● TEXT EXCERPT:
---*---

RAINIER, Ore. — The outgoing tide was just starting to pick up as a warm morning sun broke through the fog that shrouded the lower Columbia River.
It’s witching hour on the lower Columbia, when the best angling hotshots start plying the waters with plugs for the biggest of salmon — summer chinook — in this biggest of Northwest rivers.
Buzz Ramsey, one of the best known of the region’s salmon wizards, bounces his plug downstream, intent on letting the 3-ounce weight hold just off the bottom 90 feet down from the boat.
It never got there.
A 14-pound summer chinook inhaled the plug like a whining baby to a pacifier, and the game was afoot.
Several minutes later, guide Bill Monroe, Jr. slips his net under the chinook colored in a mix of white, chrome and gun-metal blue.
“There it is,” says Ramsey, who helped create plugs for brands Luhr Jensen and Yakima Baits.
“Not the biggest,” Ramsey says. “But they’re all great.”
“Not great but still special” could be the moniker for the Columbia’s once-mighty summer chinook run, which this year turned into a better-than-average fishery on this majestic river’s so-called “summer hogs.”
Summer chinook are considered the Columbia’s healthiest chinook run, and this year’s estimated run of 77,600 adults is one of the best in the past decade of runs averaging closer to 50,000 fish, according to the Oregon Department of Fish and Wildlife.

---*---

● STORED DATA:
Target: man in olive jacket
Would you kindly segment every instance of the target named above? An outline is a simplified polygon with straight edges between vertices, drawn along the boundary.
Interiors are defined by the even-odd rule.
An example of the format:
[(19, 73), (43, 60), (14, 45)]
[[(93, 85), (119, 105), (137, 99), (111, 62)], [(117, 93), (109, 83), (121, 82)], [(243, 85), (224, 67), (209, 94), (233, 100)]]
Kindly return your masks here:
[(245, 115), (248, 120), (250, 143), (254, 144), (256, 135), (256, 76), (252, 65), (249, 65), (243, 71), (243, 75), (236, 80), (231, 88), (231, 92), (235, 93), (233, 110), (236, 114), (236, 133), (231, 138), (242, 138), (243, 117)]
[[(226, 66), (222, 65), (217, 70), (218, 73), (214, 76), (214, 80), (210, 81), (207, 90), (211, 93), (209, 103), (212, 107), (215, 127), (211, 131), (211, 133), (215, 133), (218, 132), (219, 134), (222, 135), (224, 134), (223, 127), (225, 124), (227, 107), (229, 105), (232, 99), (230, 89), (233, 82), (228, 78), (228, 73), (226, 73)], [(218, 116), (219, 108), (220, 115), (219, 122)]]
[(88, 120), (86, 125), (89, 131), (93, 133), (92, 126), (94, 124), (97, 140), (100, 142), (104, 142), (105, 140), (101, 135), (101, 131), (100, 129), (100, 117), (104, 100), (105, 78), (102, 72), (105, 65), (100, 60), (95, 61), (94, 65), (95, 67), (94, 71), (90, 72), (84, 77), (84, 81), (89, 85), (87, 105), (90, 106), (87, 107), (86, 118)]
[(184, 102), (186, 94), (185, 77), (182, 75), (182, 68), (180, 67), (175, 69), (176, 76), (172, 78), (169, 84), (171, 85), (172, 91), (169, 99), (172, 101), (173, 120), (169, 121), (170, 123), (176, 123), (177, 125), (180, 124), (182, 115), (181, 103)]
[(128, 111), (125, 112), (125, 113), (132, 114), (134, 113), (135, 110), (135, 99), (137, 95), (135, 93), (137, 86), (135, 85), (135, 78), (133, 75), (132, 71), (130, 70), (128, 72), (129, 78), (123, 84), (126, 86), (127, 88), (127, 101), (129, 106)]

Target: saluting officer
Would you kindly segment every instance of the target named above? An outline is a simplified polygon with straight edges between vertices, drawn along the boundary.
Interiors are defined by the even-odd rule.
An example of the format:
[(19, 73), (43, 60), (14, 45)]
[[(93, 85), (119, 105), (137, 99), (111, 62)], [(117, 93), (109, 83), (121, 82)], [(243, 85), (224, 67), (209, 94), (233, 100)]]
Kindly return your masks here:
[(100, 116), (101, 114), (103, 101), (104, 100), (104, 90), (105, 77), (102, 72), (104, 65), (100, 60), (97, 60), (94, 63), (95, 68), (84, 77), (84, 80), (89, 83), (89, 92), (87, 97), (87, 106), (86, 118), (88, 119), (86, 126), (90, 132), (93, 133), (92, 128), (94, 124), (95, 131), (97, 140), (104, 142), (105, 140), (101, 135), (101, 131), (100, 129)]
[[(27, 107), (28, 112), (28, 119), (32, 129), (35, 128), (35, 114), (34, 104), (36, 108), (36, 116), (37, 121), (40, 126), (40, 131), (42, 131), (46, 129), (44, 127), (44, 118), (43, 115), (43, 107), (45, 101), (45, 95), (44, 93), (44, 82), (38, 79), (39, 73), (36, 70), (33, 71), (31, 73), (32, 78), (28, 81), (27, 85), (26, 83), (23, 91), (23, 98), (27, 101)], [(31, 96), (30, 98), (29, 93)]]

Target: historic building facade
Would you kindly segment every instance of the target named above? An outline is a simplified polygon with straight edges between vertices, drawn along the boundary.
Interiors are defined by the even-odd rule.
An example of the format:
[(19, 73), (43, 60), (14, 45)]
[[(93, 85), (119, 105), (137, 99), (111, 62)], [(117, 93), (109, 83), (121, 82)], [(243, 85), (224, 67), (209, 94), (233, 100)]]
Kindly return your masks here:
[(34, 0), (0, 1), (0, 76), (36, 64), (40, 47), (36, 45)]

---*---

● YOUR OBJECTIVE: Copy out the Columbia River salmon article in full, word for word. Work only from the Columbia River salmon article; leave the rows aside.

● TASK SOLUTION:
RAINIER, Ore. — The outgoing tide was just starting to pick up as a warm morning sun broke through the fog that shrouded the lower Columbia River.
It’s witching hour on the lower Columbia, when the best angling hotshots start plying the waters with plugs for the biggest of salmon — summer chinook — in this biggest of Northwest rivers.
Buzz Ramsey, one of the best known of the region’s salmon wizards, bounces his plug downstream, intent on letting the 3-ounce weight hold just off the bottom 90 feet down from the boat.
It never got there.
A 14-pound summer chinook inhaled the plug like a whining baby to a pacifier, and the game was afoot.
Several minutes later, guide Bill Monroe, Jr. slips his net under the chinook colored in a mix of white, chrome and gun-metal blue.
“There it is,” says Ramsey, who helped create plugs for brands Luhr Jensen and Yakima Baits.
“Not the biggest,” Ramsey says. “But they’re all great.”
“Not great but still special” could be the moniker for the Columbia’s once-mighty summer chinook run, which this year turned into a better-than-average fishery on this majestic river’s so-called “summer hogs.”
Summer chinook are considered the Columbia’s healthiest chinook run, and this year’s estimated run of 77,600 adults is one of the best in the past decade of runs averaging closer to 50,000 fish, according to the Oregon Department of Fish and Wildlife.